■ **Given exercise**
Exactly as given, write out the lines from the one containing "For every instance of the plastic" through the end of the listing, with both ends included and nothing else.

■ **Rows**
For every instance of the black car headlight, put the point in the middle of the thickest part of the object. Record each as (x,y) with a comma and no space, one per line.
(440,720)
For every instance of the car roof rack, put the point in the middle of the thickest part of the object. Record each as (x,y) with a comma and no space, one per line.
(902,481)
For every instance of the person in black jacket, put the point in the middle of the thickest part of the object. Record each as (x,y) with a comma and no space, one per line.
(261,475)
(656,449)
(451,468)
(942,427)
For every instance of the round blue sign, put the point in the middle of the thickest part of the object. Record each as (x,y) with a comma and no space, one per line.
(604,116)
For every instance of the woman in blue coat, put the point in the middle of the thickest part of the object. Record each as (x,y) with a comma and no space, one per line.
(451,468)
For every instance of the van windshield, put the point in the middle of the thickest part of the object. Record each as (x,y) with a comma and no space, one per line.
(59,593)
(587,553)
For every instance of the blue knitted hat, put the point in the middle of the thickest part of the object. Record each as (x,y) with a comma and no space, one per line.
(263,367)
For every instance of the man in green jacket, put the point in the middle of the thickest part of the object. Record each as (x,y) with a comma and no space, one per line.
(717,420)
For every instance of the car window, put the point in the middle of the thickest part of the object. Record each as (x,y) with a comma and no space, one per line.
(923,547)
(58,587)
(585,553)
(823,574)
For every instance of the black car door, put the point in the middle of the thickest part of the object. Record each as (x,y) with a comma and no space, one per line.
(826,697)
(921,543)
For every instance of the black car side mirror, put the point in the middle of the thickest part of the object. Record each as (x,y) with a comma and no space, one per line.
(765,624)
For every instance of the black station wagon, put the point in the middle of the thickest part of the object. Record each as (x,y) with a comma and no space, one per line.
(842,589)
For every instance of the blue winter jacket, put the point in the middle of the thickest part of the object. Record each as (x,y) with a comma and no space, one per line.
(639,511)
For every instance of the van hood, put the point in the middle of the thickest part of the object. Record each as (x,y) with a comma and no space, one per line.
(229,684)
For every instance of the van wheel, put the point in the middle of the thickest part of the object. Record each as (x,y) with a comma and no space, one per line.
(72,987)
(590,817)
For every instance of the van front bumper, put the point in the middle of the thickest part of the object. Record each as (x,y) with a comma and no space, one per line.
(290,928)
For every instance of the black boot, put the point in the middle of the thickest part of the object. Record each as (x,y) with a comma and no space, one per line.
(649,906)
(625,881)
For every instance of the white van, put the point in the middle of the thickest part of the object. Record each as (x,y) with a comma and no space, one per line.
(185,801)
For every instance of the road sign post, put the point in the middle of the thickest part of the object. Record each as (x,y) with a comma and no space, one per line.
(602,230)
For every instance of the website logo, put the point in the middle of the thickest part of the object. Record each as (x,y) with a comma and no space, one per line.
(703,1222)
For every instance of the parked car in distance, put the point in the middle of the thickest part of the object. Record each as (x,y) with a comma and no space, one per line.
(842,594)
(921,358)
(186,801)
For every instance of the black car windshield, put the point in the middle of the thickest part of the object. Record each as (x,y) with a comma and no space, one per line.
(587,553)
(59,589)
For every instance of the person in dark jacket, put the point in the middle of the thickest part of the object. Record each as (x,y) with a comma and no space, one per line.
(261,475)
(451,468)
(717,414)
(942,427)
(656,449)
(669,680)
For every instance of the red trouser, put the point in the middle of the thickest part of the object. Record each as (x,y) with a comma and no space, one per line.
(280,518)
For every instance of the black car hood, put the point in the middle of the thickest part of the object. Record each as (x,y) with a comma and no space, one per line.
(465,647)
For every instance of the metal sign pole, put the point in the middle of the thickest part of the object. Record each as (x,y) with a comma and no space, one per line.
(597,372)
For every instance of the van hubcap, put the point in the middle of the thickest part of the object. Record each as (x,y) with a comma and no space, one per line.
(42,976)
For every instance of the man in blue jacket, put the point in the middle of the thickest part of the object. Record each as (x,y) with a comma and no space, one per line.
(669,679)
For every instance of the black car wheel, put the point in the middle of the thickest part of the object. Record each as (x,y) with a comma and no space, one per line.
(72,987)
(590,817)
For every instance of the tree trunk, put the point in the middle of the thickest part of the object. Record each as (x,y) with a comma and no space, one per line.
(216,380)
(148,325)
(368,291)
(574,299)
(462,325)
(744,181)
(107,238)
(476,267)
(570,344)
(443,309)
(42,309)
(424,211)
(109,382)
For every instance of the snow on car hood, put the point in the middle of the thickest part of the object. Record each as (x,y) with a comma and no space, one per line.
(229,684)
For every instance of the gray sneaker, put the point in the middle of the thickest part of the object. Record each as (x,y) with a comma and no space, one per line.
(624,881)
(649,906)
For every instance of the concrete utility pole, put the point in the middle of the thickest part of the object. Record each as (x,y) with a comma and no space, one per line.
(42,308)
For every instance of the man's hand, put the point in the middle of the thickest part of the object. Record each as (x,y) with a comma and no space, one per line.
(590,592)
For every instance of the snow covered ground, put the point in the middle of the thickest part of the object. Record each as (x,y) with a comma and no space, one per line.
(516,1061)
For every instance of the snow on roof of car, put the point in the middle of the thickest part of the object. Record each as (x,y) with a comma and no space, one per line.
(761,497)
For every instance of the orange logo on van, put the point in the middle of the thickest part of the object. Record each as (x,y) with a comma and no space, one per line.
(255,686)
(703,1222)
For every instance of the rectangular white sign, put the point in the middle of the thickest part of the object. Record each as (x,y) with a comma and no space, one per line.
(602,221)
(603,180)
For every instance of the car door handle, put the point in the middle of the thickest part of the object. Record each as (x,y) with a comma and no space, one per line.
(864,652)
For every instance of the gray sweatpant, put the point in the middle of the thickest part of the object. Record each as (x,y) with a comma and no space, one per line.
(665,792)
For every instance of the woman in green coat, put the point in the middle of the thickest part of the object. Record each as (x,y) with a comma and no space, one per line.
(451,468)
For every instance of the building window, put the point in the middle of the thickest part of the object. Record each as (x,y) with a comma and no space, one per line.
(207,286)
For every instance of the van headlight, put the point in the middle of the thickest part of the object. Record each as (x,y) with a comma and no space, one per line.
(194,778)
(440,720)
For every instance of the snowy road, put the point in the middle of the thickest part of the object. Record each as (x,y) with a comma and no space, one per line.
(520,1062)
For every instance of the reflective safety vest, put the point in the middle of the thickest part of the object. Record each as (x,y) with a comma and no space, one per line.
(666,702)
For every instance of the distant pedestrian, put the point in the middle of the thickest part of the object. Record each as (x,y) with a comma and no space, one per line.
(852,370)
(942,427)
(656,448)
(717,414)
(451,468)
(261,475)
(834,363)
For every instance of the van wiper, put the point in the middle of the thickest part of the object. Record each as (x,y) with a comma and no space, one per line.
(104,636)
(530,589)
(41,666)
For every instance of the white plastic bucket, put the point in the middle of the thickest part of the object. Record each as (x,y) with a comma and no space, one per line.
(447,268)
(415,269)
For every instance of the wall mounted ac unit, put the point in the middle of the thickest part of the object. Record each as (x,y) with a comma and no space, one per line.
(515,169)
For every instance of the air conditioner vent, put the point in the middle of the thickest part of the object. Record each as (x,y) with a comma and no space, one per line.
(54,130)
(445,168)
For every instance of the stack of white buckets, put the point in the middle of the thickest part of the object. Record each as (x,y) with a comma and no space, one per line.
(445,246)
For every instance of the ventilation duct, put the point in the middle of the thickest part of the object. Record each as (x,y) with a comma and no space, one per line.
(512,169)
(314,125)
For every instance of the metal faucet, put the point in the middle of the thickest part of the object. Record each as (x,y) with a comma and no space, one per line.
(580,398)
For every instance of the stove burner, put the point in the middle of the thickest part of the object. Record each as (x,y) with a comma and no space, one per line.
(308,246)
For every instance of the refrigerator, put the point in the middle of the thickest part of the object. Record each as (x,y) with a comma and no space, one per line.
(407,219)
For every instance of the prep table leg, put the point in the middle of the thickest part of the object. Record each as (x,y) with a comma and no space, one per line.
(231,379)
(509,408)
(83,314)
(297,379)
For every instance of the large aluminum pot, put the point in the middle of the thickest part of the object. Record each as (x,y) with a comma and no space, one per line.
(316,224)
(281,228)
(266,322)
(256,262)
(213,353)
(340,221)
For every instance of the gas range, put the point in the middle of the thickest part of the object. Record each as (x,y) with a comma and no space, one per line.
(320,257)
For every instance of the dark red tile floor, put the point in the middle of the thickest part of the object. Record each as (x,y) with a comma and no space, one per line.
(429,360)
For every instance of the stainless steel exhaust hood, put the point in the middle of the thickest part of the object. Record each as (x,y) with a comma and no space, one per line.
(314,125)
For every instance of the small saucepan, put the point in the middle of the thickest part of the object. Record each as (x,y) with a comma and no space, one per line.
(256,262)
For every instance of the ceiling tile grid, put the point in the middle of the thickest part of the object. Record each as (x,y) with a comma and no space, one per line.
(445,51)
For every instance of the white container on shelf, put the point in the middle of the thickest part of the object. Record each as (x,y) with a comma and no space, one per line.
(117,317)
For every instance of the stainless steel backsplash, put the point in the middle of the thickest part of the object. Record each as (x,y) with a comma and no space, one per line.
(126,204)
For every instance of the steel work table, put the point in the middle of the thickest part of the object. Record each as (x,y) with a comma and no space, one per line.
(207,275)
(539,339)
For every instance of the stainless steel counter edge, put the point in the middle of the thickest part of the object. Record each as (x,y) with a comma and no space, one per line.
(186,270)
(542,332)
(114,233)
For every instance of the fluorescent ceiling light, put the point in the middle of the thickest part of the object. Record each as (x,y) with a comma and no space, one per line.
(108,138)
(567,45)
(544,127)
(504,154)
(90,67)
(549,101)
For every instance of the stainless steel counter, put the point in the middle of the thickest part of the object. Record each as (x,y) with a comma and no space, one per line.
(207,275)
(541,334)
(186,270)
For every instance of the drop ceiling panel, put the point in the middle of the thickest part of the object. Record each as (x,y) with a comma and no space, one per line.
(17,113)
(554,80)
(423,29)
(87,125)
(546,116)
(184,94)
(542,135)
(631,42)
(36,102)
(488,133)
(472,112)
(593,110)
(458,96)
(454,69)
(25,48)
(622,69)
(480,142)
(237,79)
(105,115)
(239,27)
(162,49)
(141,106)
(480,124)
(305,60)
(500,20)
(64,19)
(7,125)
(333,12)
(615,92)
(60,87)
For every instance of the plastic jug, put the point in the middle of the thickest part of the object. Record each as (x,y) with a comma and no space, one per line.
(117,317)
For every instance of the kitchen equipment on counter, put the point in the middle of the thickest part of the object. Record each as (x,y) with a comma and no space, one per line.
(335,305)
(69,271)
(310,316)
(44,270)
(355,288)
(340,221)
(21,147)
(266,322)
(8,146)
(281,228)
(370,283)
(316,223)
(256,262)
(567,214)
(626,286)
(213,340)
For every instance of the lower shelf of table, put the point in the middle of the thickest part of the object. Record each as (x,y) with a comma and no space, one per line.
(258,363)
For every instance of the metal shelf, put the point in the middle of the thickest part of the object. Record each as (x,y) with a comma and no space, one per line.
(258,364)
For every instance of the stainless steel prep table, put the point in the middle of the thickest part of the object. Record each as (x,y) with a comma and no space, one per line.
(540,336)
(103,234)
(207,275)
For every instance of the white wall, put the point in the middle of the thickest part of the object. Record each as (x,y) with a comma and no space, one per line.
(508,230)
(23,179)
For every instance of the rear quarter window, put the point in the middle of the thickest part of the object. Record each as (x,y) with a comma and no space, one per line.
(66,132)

■ **Task solution**
For every instance of the plastic jug, put the point in the middle of the thickest part of the object. Record each as (x,y) with a comma and no space, one per line.
(117,317)
For every instance of the kitchen equipment on counter, put the point in the middle of the thickest part of the object. Record each as (x,y) with a comma and no space, one per line.
(335,305)
(69,271)
(310,316)
(44,270)
(355,288)
(340,221)
(21,147)
(266,322)
(8,146)
(281,228)
(370,283)
(316,223)
(256,262)
(567,214)
(626,286)
(213,340)
For every instance of the lower shelf of table, put the point in the middle of the thickest part of the object. Record each as (x,y) with a comma and no space, one per line.
(258,363)
For every instance of the metal shelf, put the point in the middle of the thickest part of the object. Record each as (x,y) with a comma and no space, one per line.
(258,364)
For every instance of the stainless steel prep table, put the point in the middle of the thickest part of the object. Record each as (x,y) with a comma and no space, one per line.
(540,336)
(103,234)
(207,275)
For every instance of the white wall, put the point in the middle of the thickest part of the object. Record each as (x,y) with a comma and no space, one per line.
(508,230)
(23,179)
For every instance of the rear quarter window, put the point in the middle of the thickest part of the object. Record each as (x,y) with a comma and no space, one per line.
(66,132)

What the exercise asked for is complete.